As I wrote earlier on I think the idea of an Anglo-German war at this time is unrealistic in the first place, but I also think its fun to play about with it.
 

hipper

Banned
If You look at what Tje Royal Navy actually did in two world wars you will find that the concept of blockade was what the British government said it was.

To take the case of Italy while it was neutral in 1939 and early 1940 Italy was allowed to import German coal carried in neutral shipping from Amsterdam (the railways from Germany could not handle the volume easily). However after it was obvious that Italy was going to be a pro German neutral and not for example sell the UK aircraft, then Italy's sea imports were restricted to what they had been the year before.so Italy could not buy up a lot of oil on the world market and ship it to Germany.

This was not "legal" by international law it's just what the British did because they could. The blockade was mainly enforced by bunker controll ie unless a ship registered its voyages and cargo with British shipping control it found it impossible to refuel in a British controlled port, and was liable to interception by RN vessels and being sent to port for cargo examination. This renders your voyage unprofitable. while defiance was possible in some routes and certain locations shipping ultimately had to make use of seas conrolled by the RN.

One especially egregious example of this is the stopping of the Japanese flagged Ship Asama Maru in the Sea of Japan in 1940 and the seizure of 21 Germans from that ship. Which is very similar to the cause of the Trent Crisis 80 years earlier.

Cheers Hipper.
 
As I wrote earlier on I think the idea of an Anglo-German war at this time is unrealistic in the first place, but I also think its fun to play about with it.
* * * * * * *
What you need to do>
a – In the blockade post, rewrite the paragraph that begins "This was not "legal"" as a short list that keeps its main facts.
b – Return the part of the blockade post starting with "To take the" and going on through "it to Germany.", copied word for word.
c – According to the blockade post, how many Germans were seized from the Asama Maru?
* * * * * * *
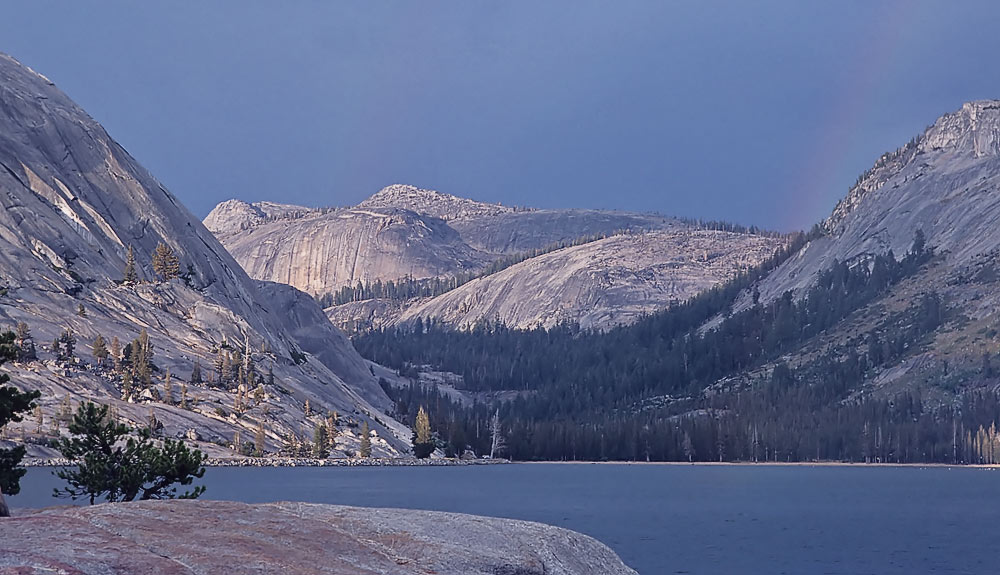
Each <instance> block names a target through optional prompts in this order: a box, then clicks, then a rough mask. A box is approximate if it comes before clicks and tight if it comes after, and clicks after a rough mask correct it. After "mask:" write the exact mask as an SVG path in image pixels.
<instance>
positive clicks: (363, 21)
mask: <svg viewBox="0 0 1000 575" xmlns="http://www.w3.org/2000/svg"><path fill="white" fill-rule="evenodd" d="M998 19H1000V3H995V2H987V1H982V2H980V1H971V0H970V1H955V2H923V1H920V0H905V1H886V2H871V1H844V2H802V1H800V0H788V1H781V2H778V1H766V0H759V1H754V2H743V1H736V0H734V1H732V2H714V1H711V0H702V1H698V2H694V1H684V2H681V1H676V2H674V1H668V0H653V1H648V2H646V1H639V0H635V1H626V2H606V1H602V2H590V1H587V0H566V1H551V2H495V1H494V2H479V1H472V0H469V1H454V2H438V1H424V2H407V3H403V2H382V1H378V0H366V1H364V2H332V1H322V2H308V1H298V2H255V1H213V2H201V1H197V2H195V1H176V2H153V1H147V2H133V1H128V2H126V1H121V2H110V1H107V2H96V1H95V2H54V1H47V0H30V1H29V0H23V1H18V0H13V1H9V2H5V3H4V7H3V13H2V17H0V51H3V52H6V53H8V54H10V55H11V56H13V57H15V58H17V59H19V60H20V61H21V62H23V63H25V64H27V65H29V66H31V67H32V68H34V69H35V70H37V71H39V72H41V73H42V74H44V75H46V76H47V77H48V78H50V79H51V80H52V81H54V82H55V83H56V84H57V85H58V86H59V87H60V88H61V89H62V90H63V91H65V92H66V93H67V94H69V96H70V97H71V98H73V99H74V100H76V102H77V103H78V104H80V105H81V106H82V107H83V108H84V109H85V110H87V111H88V112H89V113H90V114H91V115H92V116H93V117H94V118H95V119H96V120H98V121H99V122H101V123H102V124H103V125H104V126H105V128H106V129H107V130H108V132H109V133H110V134H111V135H112V137H114V138H115V139H116V140H117V141H118V142H119V143H121V144H122V145H123V146H124V147H125V148H126V149H127V150H129V152H130V153H131V154H132V155H133V156H134V157H136V158H137V159H138V160H139V161H140V162H141V163H142V164H143V165H145V166H146V167H147V168H149V169H150V171H152V173H153V174H154V175H155V176H156V177H157V178H158V179H159V180H160V181H161V182H162V183H164V184H165V185H166V186H167V187H168V188H169V189H170V190H171V191H172V192H174V194H175V195H177V196H178V197H179V198H180V199H181V201H183V202H184V203H185V204H186V205H187V206H188V208H189V209H190V210H191V211H192V212H193V213H194V214H195V215H197V216H199V217H203V216H205V215H206V214H207V213H208V211H209V210H211V208H212V207H213V206H214V205H215V204H216V203H218V202H220V201H223V200H226V199H229V198H239V199H242V200H246V201H260V200H271V201H280V202H287V203H296V204H303V205H309V206H331V205H339V206H344V205H353V204H355V203H357V202H359V201H360V200H362V199H364V198H365V197H367V196H369V195H371V194H373V193H375V192H377V191H378V190H379V189H381V188H382V187H384V186H386V185H389V184H393V183H406V184H412V185H415V186H418V187H422V188H429V189H435V190H438V191H441V192H445V193H450V194H454V195H458V196H464V197H469V198H474V199H477V200H482V201H488V202H501V203H503V204H506V205H524V206H534V207H540V208H569V207H581V208H608V209H621V210H635V211H656V212H660V213H663V214H670V215H677V216H685V217H692V218H703V219H719V220H728V221H733V222H738V223H743V224H753V225H758V226H763V227H766V228H770V229H778V230H793V229H807V228H809V227H810V226H811V225H812V224H813V223H815V222H817V221H819V220H821V219H822V218H824V217H826V216H827V215H828V214H829V212H830V210H831V209H832V208H833V206H834V205H835V204H836V202H837V200H838V199H839V198H841V197H842V196H844V195H845V194H846V192H847V190H848V188H849V186H850V185H851V184H852V183H853V182H854V181H855V179H856V178H857V176H858V174H860V173H861V172H863V171H864V170H865V169H867V168H868V167H870V166H871V165H872V163H873V162H874V161H875V159H876V158H877V157H878V156H879V155H881V154H882V153H883V152H886V151H889V150H893V149H895V148H897V147H899V146H901V145H903V144H904V143H905V142H906V141H908V140H909V139H910V138H912V137H913V136H915V135H917V134H919V133H920V132H922V131H923V129H924V128H925V127H926V126H928V125H929V124H931V123H933V122H934V120H935V119H936V118H937V117H938V116H940V115H942V114H944V113H947V112H950V111H953V110H955V109H958V108H959V107H960V106H961V104H962V103H963V102H965V101H969V100H974V99H983V98H1000V74H998V73H997V72H996V66H995V60H996V55H997V54H998V53H1000V34H997V33H996V31H995V23H996V22H997V21H998Z"/></svg>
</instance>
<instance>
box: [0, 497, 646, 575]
mask: <svg viewBox="0 0 1000 575" xmlns="http://www.w3.org/2000/svg"><path fill="white" fill-rule="evenodd" d="M55 572H59V573H77V574H80V575H90V574H94V575H97V574H103V573H149V574H164V575H166V574H175V573H176V574H193V573H261V574H264V573H275V574H278V573H280V574H282V575H297V574H306V573H309V574H314V573H324V574H329V575H341V574H343V575H365V574H367V575H390V574H391V575H407V574H411V573H412V574H414V575H416V574H420V575H425V574H427V573H437V574H439V575H535V574H537V575H542V574H545V575H634V573H635V571H633V570H632V569H629V568H628V567H627V566H625V565H624V564H623V563H622V561H621V559H619V558H618V557H617V556H616V555H615V554H614V552H612V551H611V550H610V549H608V548H607V547H606V546H604V545H602V544H601V543H599V542H597V541H595V540H594V539H591V538H589V537H586V536H584V535H581V534H579V533H574V532H572V531H567V530H565V529H560V528H557V527H550V526H547V525H542V524H539V523H530V522H526V521H514V520H510V519H494V518H487V517H475V516H471V515H461V514H455V513H438V512H430V511H412V510H402V509H363V508H355V507H340V506H332V505H316V504H306V503H270V504H261V505H246V504H243V503H232V502H220V501H214V502H213V501H159V502H142V503H114V504H104V505H97V506H93V507H85V508H53V509H46V510H42V511H37V512H33V513H28V514H25V515H20V514H18V516H16V517H15V518H12V519H7V520H4V521H0V573H19V574H24V575H28V574H36V573H37V574H41V573H55Z"/></svg>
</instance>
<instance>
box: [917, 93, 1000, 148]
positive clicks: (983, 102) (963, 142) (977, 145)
mask: <svg viewBox="0 0 1000 575" xmlns="http://www.w3.org/2000/svg"><path fill="white" fill-rule="evenodd" d="M920 147H921V150H923V151H934V150H946V151H952V152H957V153H967V154H970V155H971V156H972V157H975V158H982V157H984V156H996V155H1000V100H977V101H975V102H966V103H965V104H962V107H961V109H959V110H958V111H956V112H952V113H950V114H945V115H944V116H941V117H940V118H938V120H937V121H936V122H934V125H933V126H931V127H930V128H928V129H927V131H926V132H925V133H924V136H923V138H921V146H920Z"/></svg>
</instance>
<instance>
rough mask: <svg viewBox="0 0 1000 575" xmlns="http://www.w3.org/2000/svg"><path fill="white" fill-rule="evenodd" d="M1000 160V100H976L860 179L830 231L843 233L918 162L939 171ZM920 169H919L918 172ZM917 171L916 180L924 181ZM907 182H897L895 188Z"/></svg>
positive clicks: (882, 154) (930, 130)
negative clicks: (853, 220)
mask: <svg viewBox="0 0 1000 575" xmlns="http://www.w3.org/2000/svg"><path fill="white" fill-rule="evenodd" d="M998 156H1000V100H974V101H971V102H966V103H964V104H962V107H961V108H959V109H958V110H956V111H954V112H950V113H948V114H945V115H943V116H941V117H940V118H938V119H937V120H936V121H935V122H934V123H933V124H931V125H930V126H929V127H928V128H927V129H926V130H925V131H924V133H923V134H921V135H919V136H917V137H915V138H913V139H912V140H910V141H909V142H907V143H906V145H904V146H902V147H901V148H899V149H897V150H895V151H893V152H886V153H885V154H882V156H881V157H880V158H879V159H878V160H876V162H875V164H874V165H873V166H872V167H871V168H870V169H868V170H867V171H866V172H864V173H863V174H861V175H860V176H858V180H857V181H856V182H855V183H854V185H853V186H851V189H850V190H849V191H848V193H847V196H846V197H844V198H843V199H842V200H841V201H840V202H838V203H837V207H835V208H834V210H833V213H832V214H831V215H830V217H829V218H828V219H827V220H826V223H825V227H826V229H827V230H828V231H831V232H834V233H839V230H841V228H842V225H843V223H844V221H845V220H846V219H847V217H848V216H849V215H850V214H851V213H852V212H853V211H854V210H856V209H857V208H858V206H860V205H861V202H862V200H863V199H864V198H865V197H867V196H868V195H869V194H871V193H873V192H875V191H877V190H879V189H881V188H882V186H884V185H885V184H886V183H887V182H890V181H894V180H895V179H897V177H898V176H899V175H900V174H901V173H902V172H903V170H904V169H907V168H908V167H910V166H911V164H913V163H914V162H915V161H917V158H918V157H920V158H922V159H920V160H919V162H920V163H922V164H926V165H927V166H930V165H931V164H932V163H933V164H934V166H935V167H934V169H935V170H944V171H949V170H960V169H965V168H966V167H967V164H968V162H970V161H971V162H976V161H977V160H982V159H984V158H990V157H998ZM914 169H916V168H914ZM921 173H922V170H919V169H918V170H917V173H916V174H914V175H913V177H917V178H919V177H920V174H921ZM902 183H903V182H895V183H894V184H893V187H894V188H897V187H899V186H901V185H902Z"/></svg>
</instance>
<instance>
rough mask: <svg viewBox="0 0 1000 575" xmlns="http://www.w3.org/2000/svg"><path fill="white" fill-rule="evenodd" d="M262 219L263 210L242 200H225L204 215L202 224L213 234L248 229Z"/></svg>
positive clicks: (262, 221)
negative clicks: (203, 218)
mask: <svg viewBox="0 0 1000 575" xmlns="http://www.w3.org/2000/svg"><path fill="white" fill-rule="evenodd" d="M263 221H264V212H263V211H261V210H260V209H259V208H256V207H254V206H253V205H252V204H250V203H247V202H244V201H243V200H226V201H224V202H222V203H220V204H219V205H217V206H215V208H213V209H212V211H211V212H209V213H208V215H207V216H205V220H204V222H203V223H204V224H205V227H206V228H208V230H209V231H210V232H212V233H213V234H215V235H217V236H218V235H228V234H231V233H235V232H238V231H240V230H246V229H250V228H252V227H254V226H256V225H258V224H260V223H261V222H263Z"/></svg>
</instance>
* * * * * * *
Responses per task>
a –
- The blockade was not legal under international law. The British enforced it because they could.
- It was enforced mainly through bunker control. A ship that did not register its voyages and cargo with British shipping control could not refuel in a British-controlled port.
- Such a ship could also be intercepted by Royal Navy vessels and sent to port to have its cargo examined, which made the voyage unprofitable.
- Defiance was possible on some routes and in certain locations. Shipping still ultimately had to use seas controlled by the Royal Navy.

b –
To take the case of Italy while it was neutral in 1939 and early 1940 Italy was allowed to import German coal carried in neutral shipping from Amsterdam (the railways from Germany could not handle the volume easily). However after it was obvious that Italy was going to be a pro German neutral and not for example sell the UK aircraft, then Italy's sea imports were restricted to what they had been the year before.so Italy could not buy up a lot of oil on the world market and ship it to Germany.

c – 21 Germans were seized from the Asama Maru.